──────── Given information ────────
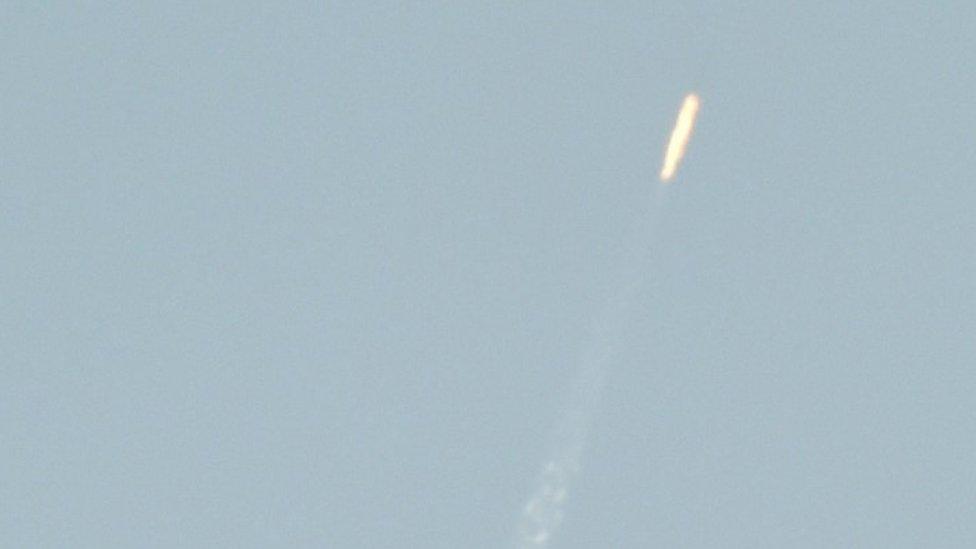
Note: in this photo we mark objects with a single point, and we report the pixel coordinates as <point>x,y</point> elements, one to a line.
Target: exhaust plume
<point>680,136</point>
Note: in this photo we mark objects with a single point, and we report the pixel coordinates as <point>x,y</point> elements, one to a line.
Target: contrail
<point>680,136</point>
<point>543,512</point>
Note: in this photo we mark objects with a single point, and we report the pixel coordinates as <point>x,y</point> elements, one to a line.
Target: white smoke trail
<point>543,512</point>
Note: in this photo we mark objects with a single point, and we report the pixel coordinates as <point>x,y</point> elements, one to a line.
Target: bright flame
<point>680,136</point>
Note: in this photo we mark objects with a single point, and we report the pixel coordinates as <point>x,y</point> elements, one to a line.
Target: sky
<point>304,274</point>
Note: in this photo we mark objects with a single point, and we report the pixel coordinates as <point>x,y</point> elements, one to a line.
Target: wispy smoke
<point>543,512</point>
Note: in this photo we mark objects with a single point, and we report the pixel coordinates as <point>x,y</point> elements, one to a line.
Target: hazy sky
<point>285,275</point>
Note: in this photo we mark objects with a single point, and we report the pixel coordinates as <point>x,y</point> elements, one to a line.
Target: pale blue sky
<point>279,275</point>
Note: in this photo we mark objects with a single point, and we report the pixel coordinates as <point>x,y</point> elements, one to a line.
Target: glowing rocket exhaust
<point>680,136</point>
────────
*Your objective*
A faithful, word-for-word version of the records above is needed, with no images in it.

*Reply to the task*
Note: in this photo we mark objects with a single point, and we report the pixel coordinates as <point>x,y</point> elements, one to a line.
Target: exhaust plume
<point>680,136</point>
Note: in this photo we mark objects with a single point, and we report the pixel coordinates as <point>x,y</point> elements, one to a line.
Target: contrail
<point>680,136</point>
<point>543,512</point>
Note: in this photo we mark objects with a single point, and we report the pixel coordinates as <point>x,y</point> elements, one to a line.
Target: white smoke trail
<point>543,512</point>
Note: in this photo we mark objects with a single point, and we report the pixel coordinates as <point>x,y</point> elements, one to a line.
Target: bright flame
<point>680,136</point>
Note: in this photo we mark objects with a single point, and we report the pixel coordinates as <point>x,y</point> elements, one to a line.
Target: sky
<point>304,274</point>
Note: in this photo we mark objects with a single point, and we report the pixel coordinates as <point>x,y</point> elements, one to a line.
Target: wispy smoke
<point>543,512</point>
Note: in this photo we mark objects with a single point, and we report the pixel coordinates as <point>x,y</point> elements, one to a line.
Target: hazy sky
<point>285,275</point>
Note: in this photo we mark objects with a single point, and we report the pixel coordinates as <point>x,y</point> elements, one to a line.
Target: pale blue sky
<point>279,275</point>
Note: in this photo we mark objects with a single point, and we report the pixel coordinates as <point>x,y</point> elements, one to a line.
Target: glowing rocket exhaust
<point>680,136</point>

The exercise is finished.